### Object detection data

----------------------------------------

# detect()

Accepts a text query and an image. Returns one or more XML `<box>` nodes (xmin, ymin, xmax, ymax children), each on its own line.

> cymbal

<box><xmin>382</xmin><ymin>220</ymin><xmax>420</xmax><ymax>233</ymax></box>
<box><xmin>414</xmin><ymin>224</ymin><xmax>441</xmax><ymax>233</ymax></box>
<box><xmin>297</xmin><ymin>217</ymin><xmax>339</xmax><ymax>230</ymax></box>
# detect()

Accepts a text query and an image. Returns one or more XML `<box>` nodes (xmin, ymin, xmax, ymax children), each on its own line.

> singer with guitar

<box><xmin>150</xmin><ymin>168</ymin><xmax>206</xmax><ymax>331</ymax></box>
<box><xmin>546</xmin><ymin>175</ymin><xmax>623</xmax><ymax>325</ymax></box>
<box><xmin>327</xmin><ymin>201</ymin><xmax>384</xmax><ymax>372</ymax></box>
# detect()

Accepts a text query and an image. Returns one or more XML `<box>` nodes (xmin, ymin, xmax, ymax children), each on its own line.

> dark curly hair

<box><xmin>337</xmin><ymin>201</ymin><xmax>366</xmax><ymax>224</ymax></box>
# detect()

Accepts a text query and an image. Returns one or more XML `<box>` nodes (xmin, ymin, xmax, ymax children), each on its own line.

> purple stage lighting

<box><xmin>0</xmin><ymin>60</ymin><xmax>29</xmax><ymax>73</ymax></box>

----------------------------------------

### EXERCISE DESCRIPTION
Reproduce every line of the records above verbatim.

### COMPLETE OUTPUT
# detect()

Accepts a text query and an image. Returns one or more XML `<box>` nodes (xmin, ymin, xmax, ymax children), each on its own line.

> cymbal

<box><xmin>382</xmin><ymin>220</ymin><xmax>420</xmax><ymax>233</ymax></box>
<box><xmin>414</xmin><ymin>224</ymin><xmax>441</xmax><ymax>233</ymax></box>
<box><xmin>297</xmin><ymin>217</ymin><xmax>339</xmax><ymax>230</ymax></box>
# detect()

Accepts a text query and an image. Returns one or more XML `<box>` nodes (xmin, ymin, xmax, ymax children), each on its own line.

> singer with guitar

<box><xmin>150</xmin><ymin>168</ymin><xmax>206</xmax><ymax>331</ymax></box>
<box><xmin>546</xmin><ymin>175</ymin><xmax>623</xmax><ymax>325</ymax></box>
<box><xmin>327</xmin><ymin>201</ymin><xmax>384</xmax><ymax>372</ymax></box>
# detect()

Accepts a text query and an image. Returns one or more XML `<box>` nodes (xmin, ymin, xmax, ymax children), each on its own line.

> dark curly hair

<box><xmin>337</xmin><ymin>201</ymin><xmax>366</xmax><ymax>224</ymax></box>
# detect()

Accepts a text query and an image. Returns one or more XML `<box>` nodes (xmin, ymin, xmax, ymax children), each on its own line.

> purple stage lighting

<box><xmin>0</xmin><ymin>60</ymin><xmax>29</xmax><ymax>73</ymax></box>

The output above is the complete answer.